→ What to work on: Write a continuation of the stroke subtype discussion, starting right after its final sentence.

→ Text under study:
§

Our cohort offers several advantages for the study of stroke subtypes. It is both hospital and community based, since all of our cases were from the immediate region surrounding the only hospital in the area. Our estimates indicate that 80% of all patients with ischemic strokes that occur in northern Manhattan were hospitalized at Presbyterian Hospital and that the proportion of nonhospitalized stroke is less than 10%. This helps to minimize selection and referral biases and maximize accuracy of stroke diagnoses and uniformity of acute-stage evaluations by race-ethnic group. In other ongoing studies, we are gathering information regarding patients with stroke who are not hospitalized at Presbyterian Hospital to evaluate stroke subtypes and ensure that our stroke sample is representative of the underlying population. The urban region also allows for the evaluation of black and Hispanic patients, often underrepresented in stroke studies.

Part of the difficulty in classification of ischemic stroke stems from the inability to discriminate between infarct subtypes on clinical grounds alone. In the Stroke Data Bank, some clinical characteristics were helpful in distinguishing infarct subtypes; however, clinical features that were observed at stroke onset were not reliable enough to lead to a definite determination of infarct subtype without confirmatory laboratory data.^{24 25} The choice of diagnostic laboratory tests may be influenced by physician bias, safety considerations, availability of certain technologies, and socioeconomic considerations. Studies that rely on cerebral angiography to diagnose cerebral atherosclerosis could be more susceptible to such selection biases, particularly if the decision to pursue an angiogram in a patient with cerebral infarction was differential across race-ethnic groups. The use of noninvasive tests for the determination of cerebral infarction subtypes has helped minimize concerns about patient safety and eliminate race-ethnic selection biases. Moreover, TCD and magnetic resonance angiography have made the diagnosis of intracranial atherosclerotic infarction possible without the use of conventional cerebral angiography. In the Northern Manhattan Stroke Study, atherosclerotic stroke subtypes were diagnosed based on the frequent use of such noninvasive tests.

The explanation for the increased frequency of intracranial atherosclerotic stroke in black, Chinese, Japanese, and Hispanic individuals is not known. Genetic differences may play some role, but given the diversity of these population groups it seems unlikely that they would share a common genetic explanation that could promote intracranial atherosclerosis. In northern Manhattan, blacks and Hispanics were younger, had a greater frequency of hypertension and diabetes, were more obese, and had a decreased prevalence of cardiac disease compared with whites. Because some of these factors are clearly independent predictors of intracranial atherosclerotic stroke, they account for part of the increased risk of this stroke subtype in certain populations who have a greater prevalence of these conditions. Interactions among these risk factors could be particularly important but are difficult to detect without larger sample sizes. Alternatively, the absence of a particular set of risk factors or the protective effect of some factor, as yet undetermined, may account for the lack of intracranial atherosclerotic disease among whites.

§

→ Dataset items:
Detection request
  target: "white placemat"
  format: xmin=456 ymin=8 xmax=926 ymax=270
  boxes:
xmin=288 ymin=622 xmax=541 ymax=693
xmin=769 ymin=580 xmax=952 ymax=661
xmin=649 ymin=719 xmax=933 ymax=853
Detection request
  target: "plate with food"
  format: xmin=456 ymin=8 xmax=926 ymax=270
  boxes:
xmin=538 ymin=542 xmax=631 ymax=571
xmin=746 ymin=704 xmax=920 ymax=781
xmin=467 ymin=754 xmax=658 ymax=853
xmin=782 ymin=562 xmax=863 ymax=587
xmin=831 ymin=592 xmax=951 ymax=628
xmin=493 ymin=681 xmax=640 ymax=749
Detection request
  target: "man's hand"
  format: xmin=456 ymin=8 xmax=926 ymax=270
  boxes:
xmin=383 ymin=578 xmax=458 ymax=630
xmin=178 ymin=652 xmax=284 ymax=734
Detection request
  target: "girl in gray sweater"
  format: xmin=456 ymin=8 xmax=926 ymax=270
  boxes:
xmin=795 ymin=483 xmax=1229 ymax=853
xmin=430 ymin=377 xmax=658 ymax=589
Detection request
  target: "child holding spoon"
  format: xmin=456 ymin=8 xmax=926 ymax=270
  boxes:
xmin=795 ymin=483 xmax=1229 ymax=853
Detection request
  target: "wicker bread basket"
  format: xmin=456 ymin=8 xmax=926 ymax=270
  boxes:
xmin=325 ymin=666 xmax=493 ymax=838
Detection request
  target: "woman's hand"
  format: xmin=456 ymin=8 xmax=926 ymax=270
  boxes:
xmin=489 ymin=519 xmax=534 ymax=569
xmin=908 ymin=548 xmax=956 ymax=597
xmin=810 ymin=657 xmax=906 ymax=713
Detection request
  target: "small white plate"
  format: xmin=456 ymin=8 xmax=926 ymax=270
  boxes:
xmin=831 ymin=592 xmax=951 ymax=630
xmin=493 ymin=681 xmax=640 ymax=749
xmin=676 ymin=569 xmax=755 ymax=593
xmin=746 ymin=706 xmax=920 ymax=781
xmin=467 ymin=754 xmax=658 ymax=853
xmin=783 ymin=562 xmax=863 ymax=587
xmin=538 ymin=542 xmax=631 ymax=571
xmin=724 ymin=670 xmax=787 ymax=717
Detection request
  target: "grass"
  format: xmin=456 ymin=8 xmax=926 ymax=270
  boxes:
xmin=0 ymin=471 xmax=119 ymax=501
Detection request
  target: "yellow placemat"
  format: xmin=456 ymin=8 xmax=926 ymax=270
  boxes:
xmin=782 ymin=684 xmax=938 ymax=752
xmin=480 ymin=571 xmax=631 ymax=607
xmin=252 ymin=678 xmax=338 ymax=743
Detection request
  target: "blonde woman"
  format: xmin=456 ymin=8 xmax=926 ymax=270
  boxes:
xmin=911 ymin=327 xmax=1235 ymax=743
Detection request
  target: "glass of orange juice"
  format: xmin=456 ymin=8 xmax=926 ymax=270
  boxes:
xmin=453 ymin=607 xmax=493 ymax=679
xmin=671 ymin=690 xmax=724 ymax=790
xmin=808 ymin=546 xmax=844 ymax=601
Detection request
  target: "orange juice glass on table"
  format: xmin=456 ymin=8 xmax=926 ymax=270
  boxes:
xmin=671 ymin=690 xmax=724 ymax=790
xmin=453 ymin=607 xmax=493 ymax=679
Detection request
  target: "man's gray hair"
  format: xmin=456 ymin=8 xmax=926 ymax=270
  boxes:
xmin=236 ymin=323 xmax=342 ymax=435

§

→ Your response:
Prior cross-sectional studies that have reported on racial differences in intracranial atherosclerotic stroke have also documented an increased prevalence of certain stroke risk factors in these race-ethnic groups. Some of the angiographic studies have found that hypercholesterolemia and ischemic heart disease were more frequent in whites, while hypertension and diabetes were more frequent in blacks.^{3 9} However, race-ethnicity still had retained an effect even after these conditions were controlled for in the analyses. Other potential stroke risk factors that have not been investigated but could also help account for race-ethnic stroke subtype differences include diet, lipoprotein(a) levels, cholesterol fractions, coagulation factors, homocysteine, and level of stress. Further study in population-based cohorts should help provide other answers to these race-ethnic disparities in stroke subtype.

	Acknowledgments

 
This work was supported by grants from the National Institute of Neurological Disorders and Stroke (R01-NS-27517, R01-NS-29993, and T32-NS-07153).

Received August 19, 1994; revision received October 17, 1994; accepted October 17, 1994.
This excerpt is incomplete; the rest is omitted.